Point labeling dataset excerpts
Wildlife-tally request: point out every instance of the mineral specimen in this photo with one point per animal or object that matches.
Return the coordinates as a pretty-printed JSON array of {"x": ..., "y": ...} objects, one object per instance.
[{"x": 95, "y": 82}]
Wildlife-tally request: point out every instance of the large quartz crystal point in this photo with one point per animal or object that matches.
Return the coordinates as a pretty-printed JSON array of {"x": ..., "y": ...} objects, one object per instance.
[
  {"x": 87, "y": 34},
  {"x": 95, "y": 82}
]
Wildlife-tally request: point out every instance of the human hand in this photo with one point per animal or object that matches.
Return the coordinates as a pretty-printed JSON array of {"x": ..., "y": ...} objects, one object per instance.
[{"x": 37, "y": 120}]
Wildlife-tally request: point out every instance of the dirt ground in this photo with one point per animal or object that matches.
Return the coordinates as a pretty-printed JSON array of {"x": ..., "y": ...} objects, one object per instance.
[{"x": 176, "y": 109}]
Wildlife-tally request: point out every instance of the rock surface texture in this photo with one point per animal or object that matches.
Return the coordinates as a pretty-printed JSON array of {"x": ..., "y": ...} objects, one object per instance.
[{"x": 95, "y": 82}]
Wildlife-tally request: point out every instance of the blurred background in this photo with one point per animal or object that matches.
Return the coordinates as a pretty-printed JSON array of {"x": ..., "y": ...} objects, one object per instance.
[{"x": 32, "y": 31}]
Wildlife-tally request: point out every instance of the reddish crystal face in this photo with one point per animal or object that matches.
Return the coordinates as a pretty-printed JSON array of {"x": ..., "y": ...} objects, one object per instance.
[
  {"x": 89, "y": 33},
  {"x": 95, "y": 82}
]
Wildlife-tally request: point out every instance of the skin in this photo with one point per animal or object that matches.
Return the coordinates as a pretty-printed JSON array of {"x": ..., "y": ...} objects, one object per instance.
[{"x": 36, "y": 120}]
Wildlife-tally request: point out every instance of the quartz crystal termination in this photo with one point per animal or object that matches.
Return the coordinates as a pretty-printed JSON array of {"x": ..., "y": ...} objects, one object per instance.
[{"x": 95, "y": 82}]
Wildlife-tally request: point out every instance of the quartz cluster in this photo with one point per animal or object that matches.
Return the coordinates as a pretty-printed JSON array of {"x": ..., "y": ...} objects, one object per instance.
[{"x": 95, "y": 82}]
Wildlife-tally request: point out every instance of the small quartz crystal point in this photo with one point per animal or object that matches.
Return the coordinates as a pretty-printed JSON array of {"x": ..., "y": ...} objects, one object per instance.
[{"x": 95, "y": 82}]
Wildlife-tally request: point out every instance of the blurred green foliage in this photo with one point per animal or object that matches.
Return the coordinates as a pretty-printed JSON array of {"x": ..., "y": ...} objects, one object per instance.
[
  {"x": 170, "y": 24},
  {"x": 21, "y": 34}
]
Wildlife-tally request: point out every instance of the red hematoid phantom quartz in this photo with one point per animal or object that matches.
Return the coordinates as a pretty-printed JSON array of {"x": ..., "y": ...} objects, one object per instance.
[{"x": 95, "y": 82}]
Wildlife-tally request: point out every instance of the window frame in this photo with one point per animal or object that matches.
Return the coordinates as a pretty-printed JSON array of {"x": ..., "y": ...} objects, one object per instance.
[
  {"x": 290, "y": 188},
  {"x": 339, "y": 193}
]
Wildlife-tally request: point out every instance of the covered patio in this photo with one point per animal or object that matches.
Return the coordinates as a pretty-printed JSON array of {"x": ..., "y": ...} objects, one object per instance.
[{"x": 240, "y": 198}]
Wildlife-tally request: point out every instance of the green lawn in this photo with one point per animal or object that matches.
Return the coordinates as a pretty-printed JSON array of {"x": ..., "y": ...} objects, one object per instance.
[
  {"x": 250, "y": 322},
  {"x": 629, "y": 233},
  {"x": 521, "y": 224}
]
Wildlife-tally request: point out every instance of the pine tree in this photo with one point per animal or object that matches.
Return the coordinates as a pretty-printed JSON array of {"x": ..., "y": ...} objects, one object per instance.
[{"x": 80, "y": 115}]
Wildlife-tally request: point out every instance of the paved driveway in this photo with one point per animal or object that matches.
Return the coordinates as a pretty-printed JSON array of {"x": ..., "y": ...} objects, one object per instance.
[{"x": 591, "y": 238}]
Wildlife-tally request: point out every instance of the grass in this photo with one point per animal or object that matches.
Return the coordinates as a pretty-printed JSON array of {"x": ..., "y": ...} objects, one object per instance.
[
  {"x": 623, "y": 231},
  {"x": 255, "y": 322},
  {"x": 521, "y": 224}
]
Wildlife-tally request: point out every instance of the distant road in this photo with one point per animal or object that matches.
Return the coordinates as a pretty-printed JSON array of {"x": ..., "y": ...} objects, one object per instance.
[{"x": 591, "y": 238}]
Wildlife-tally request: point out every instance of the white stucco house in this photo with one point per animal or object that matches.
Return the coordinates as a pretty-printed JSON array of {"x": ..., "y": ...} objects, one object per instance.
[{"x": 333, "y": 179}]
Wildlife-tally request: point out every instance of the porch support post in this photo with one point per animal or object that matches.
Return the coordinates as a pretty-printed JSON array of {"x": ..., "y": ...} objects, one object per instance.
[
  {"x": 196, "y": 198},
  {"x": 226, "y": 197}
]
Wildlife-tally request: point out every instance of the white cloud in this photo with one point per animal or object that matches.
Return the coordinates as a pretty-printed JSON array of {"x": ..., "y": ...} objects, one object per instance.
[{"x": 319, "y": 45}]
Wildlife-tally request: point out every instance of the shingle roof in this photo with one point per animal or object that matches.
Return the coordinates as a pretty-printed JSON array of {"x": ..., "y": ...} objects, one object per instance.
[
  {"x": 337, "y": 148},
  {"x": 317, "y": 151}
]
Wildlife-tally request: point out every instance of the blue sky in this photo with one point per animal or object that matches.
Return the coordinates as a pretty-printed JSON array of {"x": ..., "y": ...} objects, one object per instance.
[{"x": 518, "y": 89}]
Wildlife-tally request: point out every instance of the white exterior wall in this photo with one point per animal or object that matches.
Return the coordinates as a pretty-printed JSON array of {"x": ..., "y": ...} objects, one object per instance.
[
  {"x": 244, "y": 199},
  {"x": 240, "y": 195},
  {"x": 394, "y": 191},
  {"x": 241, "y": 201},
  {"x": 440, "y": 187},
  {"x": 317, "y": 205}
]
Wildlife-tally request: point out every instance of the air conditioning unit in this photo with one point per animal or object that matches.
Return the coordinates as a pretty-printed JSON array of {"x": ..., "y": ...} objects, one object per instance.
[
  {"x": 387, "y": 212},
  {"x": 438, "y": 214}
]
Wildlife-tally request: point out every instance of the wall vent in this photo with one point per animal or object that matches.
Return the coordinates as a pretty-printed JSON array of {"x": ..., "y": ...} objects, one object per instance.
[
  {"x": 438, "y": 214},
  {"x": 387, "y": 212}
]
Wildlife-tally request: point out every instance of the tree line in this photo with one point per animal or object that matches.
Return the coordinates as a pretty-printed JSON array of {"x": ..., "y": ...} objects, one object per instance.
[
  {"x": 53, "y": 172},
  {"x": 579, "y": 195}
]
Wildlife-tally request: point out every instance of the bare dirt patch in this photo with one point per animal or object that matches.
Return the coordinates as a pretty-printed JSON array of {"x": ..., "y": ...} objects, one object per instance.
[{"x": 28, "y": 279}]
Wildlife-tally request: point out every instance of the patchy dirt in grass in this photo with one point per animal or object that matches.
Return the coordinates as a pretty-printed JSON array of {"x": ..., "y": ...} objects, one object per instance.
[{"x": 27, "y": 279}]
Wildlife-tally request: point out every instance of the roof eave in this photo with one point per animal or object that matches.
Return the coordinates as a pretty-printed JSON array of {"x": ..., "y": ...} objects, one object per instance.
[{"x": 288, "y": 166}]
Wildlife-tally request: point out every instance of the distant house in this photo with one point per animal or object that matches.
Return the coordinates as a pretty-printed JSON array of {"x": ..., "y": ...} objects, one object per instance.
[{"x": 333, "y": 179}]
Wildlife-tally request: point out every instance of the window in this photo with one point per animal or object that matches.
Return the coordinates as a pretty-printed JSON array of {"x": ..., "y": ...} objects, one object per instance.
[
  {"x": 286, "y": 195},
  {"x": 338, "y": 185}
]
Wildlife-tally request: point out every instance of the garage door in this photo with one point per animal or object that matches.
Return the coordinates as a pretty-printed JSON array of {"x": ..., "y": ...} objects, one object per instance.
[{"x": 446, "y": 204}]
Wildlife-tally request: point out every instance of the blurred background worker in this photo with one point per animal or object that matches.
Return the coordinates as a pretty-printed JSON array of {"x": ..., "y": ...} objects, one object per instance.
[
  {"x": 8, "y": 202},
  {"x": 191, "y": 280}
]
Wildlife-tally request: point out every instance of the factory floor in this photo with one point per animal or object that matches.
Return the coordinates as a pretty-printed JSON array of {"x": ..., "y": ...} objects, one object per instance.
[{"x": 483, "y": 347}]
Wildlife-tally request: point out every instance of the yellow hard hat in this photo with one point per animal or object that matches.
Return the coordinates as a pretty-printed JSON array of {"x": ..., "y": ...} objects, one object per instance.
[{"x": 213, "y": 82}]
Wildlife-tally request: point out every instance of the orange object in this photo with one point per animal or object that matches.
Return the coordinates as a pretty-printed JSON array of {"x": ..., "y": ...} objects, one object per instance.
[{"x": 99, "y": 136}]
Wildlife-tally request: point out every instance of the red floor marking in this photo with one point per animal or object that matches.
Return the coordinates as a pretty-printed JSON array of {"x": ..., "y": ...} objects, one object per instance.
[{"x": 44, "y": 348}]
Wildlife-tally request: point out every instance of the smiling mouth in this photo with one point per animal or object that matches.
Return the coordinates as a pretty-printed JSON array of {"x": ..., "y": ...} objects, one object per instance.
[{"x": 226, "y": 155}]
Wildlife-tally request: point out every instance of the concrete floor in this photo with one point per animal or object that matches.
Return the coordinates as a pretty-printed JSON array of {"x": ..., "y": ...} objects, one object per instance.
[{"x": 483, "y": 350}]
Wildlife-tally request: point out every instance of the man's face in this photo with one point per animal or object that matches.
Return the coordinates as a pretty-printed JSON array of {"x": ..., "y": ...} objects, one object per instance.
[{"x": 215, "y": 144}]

__Required task__.
Retype, exactly and only, the lines running from the one with "Wildlife-tally request: point out every instance of the concrete" through the final line of the listing above.

__Reply to the exercise__.
Wildlife-tally request: point out every instance of the concrete floor in this photo with one point per animal or object that matches.
Return the coordinates as a pretty-printed JSON array of {"x": ..., "y": ...} objects, one object per instance.
[{"x": 483, "y": 350}]
Wildlife-tally request: point out every instance of the man's face in this photo with one point per animal or object that matches.
Return the coordinates as a pretty-printed JSON array of {"x": ..., "y": ...} objects, one object per instance.
[{"x": 215, "y": 144}]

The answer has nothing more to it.